**REQUIRED WORK:** Retype the records in full, keeping each character as it is.

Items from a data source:
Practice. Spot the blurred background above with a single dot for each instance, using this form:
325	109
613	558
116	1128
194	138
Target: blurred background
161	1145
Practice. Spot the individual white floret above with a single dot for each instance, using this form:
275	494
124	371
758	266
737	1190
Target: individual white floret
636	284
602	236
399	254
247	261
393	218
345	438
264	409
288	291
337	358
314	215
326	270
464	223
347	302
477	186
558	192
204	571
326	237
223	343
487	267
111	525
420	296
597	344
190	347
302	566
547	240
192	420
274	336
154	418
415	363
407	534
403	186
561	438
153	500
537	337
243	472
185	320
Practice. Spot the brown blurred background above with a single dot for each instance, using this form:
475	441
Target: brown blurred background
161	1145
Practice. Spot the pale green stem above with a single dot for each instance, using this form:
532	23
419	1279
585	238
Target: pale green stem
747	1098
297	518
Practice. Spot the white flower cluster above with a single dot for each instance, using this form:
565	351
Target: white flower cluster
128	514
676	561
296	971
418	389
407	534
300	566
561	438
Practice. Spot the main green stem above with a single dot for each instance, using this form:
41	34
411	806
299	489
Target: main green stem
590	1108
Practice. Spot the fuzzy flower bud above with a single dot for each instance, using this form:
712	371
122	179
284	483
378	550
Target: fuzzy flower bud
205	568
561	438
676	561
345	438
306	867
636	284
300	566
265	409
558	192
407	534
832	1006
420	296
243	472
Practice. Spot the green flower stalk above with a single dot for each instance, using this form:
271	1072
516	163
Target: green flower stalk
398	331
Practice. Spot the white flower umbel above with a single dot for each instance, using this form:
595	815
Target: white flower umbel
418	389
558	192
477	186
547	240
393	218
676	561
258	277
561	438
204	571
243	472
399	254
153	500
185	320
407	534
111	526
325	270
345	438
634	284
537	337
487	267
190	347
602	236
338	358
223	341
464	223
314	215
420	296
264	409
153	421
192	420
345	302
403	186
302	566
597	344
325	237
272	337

**EXERCISE SOLUTION:**
Practice. Spot the blurred background above with a single dot for each instance, using this form:
325	109
613	558
116	1128
194	138
Target: blurred background
161	1145
Practice. Spot the individual white floret above with a single dot for each instance, using this form:
275	494
124	371
758	266
737	1190
Target: individual white floret
636	284
602	236
399	254
247	261
393	218
345	438
264	409
288	291
337	358
314	215
326	270
464	223
347	302
477	186
558	192
204	571
326	237
223	343
487	267
111	525
420	296
597	344
190	347
302	566
547	240
192	420
274	336
154	418
415	363
407	534
403	186
561	438
153	500
537	337
243	472
185	320
Practice. Spot the brown blurred background above with a single dot for each instance, using this form:
475	441
Target: brown blurred background
161	1145
Practice. Spot the pale green stem above with a single dot for each instance, using this form:
532	23
419	1279
585	238
Target: pale green stem
747	1098
297	518
Practice. Spot the white flower cluster above with a single dot for each instance, using this form:
565	351
Target: white flower cluster
128	514
676	561
296	971
418	389
407	534
300	566
561	438
Practice. Spot the main green stem above with a single dot for each instance, using this form:
41	34
411	806
299	489
Target: main green stem
590	1108
Practice. Spot the fuzzy flower bud above with a single dot for each instance, using this form:
712	371
122	179
284	483
378	550
Target: fuzzy flower bud
205	568
561	438
676	561
345	438
306	867
636	284
300	566
265	409
558	192
407	534
832	1006
420	296
243	472
Practice. Spot the green flower stalk above with a single dot for each instance, using this form:
271	1072
516	163
Target: green flower stalk
398	331
Practice. Spot the white flower umbel above with a single dot for each instance, using this form:
595	815
Target: white flower umbel
418	389
558	192
477	186
547	240
393	218
676	561
258	277
561	438
204	571
243	472
399	254
153	500
185	320
407	534
111	526
325	270
345	438
634	284
537	337
487	267
190	347
602	236
338	358
223	341
464	223
314	215
420	296
264	409
153	421
192	420
345	302
403	186
302	566
597	344
325	237
272	337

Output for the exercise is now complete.